| Activity A |
In the text on Balinese mythology, which principle names the coexistence of opposing yet interdependent forces?
| Activity B |
Extend the text on Balinese mythology past its final sentence.

| Exercise text |
------------------------

= Balinese mythology =

Indonesian traditional mythology

Balinese mythology is the system of myths, cosmological ideas, divine beings, and symbolic narratives that underpin Balinese Hinduism, the predominant religion of the island of Bali, Indonesia. It represents a syncretic tradition shaped by Indian Hindu and Buddhist influences, Javanese folklore and mythology, and older indigenous Balinese beliefs based on animism and ancestor worship. It is expressed primarily through ritual practice, architecture, performance, and visual art, although it is underpinned by scripture including Sanskrit epics such as the Ramayana and Mahabhrata.

Balinese mythology functions as a living cosmology, structuring religious life, social organisation, and spatial orientation on the island. Balinese mythology differs from Indian Hindu mythology in both emphasis and structure. While drawing heavily on stories such as the Ramayana and Mahabharata, Balinese traditions reinterpret these narratives within a local framework that prioritises ritual balance, communal harmony, and the management of unseen forces.

Myth is not treated as distant or purely symbolic; instead, mythological beings are considered actively present in temples, sacred objects, performances, and natural features of the landscape.

== Mythological worldview ==
A defining feature of Balinese mythology is the constant interaction between Sekala (the visible, material world) and Niskala (the invisible, spiritual world). Balinese mythology understands reality as operating simultaneously in sekala and niskala. Events in the human world—illness, prosperity, conflict, or harmony—are often interpreted as the visible consequences of actions or disturbances in the unseen realm.

Mythological narratives provide the explanatory framework for this relationship, describing gods, spirits, and ancestral beings who move between these realms, shaping human destiny and natural phenomena. This dual structure reinforces the broader mythological principle of Rwa Bhineda, the coexistence of opposing yet interdependent forces.

== Creation and cosmic origin ==
Balinese myths describe the universe as emerging from an unknowable primordial source associated with the concept of the supreme god Sang Hyang Widhi Wasa, which exists beyond both sekala and niskala. This source is not the subject of detailed narrative but is invoked symbolically as the origin of all being.

------------------------

| Data provided |
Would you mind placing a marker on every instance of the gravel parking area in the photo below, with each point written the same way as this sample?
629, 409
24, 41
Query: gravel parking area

------------------------

| Reply A |
Rwa Bhineda

| Reply B |
Creation narratives in Balinese mythology do not exist as a single, unified creation myth. Instead, they consist of layered mythological cycles explaining how order emerges from primordial chaos, how the gods establish cosmic structure, and how the visible world (sekala) comes into being from unseen forces (niskala).

Among the most important of these narratives is the myth of the Samudra Manthana, the Churning of the Sea of Milk, which is related to the Indian Kshira Sagara and plays a central role in Balinese cosmological imagination. In this narrative, the gods (dewa) and antigods (asura) cooperate to churn the Sea of Milk, a primordial cosmic ocean, in order to obtain amerta (the elixir of immortality).

Balinese cosmology is commonly described as a tripartite universe:

- Swah Loka – the upper, divine realm
- Bwah Loka – the human world
- Bhur Loka – the lower or chthonic realm

These realms are reflected in temple layouts, village planning, and domestic compounds. Mountains are regarded as sacred points of connection between realms, with Mount Agung occupying a central cosmological role as the island’s spiritual axis.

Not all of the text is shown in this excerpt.